**EXERCISE PROMPT:** Reproduce verbatim the part of the rows that opens with the line containing "query (the noun phrase to segment): brown" and closes at the end of the rows, including both ends.

**PROVIDED ENTRIES:**

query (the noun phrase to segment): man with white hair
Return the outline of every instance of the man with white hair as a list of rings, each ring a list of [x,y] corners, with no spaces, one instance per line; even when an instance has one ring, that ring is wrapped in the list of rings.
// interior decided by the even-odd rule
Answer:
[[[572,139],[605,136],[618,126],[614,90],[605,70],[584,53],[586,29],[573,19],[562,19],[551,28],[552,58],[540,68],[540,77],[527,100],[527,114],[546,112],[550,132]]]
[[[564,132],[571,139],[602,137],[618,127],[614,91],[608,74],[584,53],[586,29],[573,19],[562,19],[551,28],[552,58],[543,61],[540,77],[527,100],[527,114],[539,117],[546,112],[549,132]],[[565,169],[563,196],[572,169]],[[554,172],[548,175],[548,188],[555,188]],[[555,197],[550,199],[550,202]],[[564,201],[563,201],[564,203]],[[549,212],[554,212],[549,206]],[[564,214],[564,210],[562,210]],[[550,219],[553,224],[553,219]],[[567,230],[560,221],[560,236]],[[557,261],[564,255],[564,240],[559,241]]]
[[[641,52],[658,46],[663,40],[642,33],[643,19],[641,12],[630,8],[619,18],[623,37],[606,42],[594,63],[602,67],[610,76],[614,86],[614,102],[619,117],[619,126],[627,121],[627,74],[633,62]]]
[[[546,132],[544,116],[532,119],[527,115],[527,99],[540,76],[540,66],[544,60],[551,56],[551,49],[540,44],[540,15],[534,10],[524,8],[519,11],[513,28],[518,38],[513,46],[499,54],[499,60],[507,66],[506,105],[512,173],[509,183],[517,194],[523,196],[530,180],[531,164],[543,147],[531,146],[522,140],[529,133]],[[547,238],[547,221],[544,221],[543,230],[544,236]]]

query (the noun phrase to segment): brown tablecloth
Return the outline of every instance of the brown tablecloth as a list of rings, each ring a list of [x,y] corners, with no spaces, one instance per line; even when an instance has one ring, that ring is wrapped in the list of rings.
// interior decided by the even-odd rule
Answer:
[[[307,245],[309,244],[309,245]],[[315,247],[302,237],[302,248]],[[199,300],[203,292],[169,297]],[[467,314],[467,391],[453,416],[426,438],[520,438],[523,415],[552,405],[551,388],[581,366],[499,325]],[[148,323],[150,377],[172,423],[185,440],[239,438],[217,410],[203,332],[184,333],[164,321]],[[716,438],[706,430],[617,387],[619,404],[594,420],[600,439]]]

**WRITTEN SOLUTION:**
query (the noun phrase to segment): brown tablecloth
Return the outline of every instance of the brown tablecloth as a list of rings, each ring a list of [x,y] corners, with no spaces, one instance per line; even when an instance has one ring, that ring is wrapped in the list of rings.
// interior decided by the even-odd rule
Answer:
[[[307,245],[309,244],[309,245]],[[315,247],[302,237],[302,248]],[[199,300],[203,292],[169,297]],[[467,314],[467,391],[453,416],[426,438],[520,438],[523,415],[552,405],[551,388],[581,366],[499,325]],[[148,323],[150,377],[172,423],[185,440],[239,438],[217,410],[203,332],[184,333],[164,321]],[[716,438],[706,430],[617,387],[619,404],[594,420],[600,439]]]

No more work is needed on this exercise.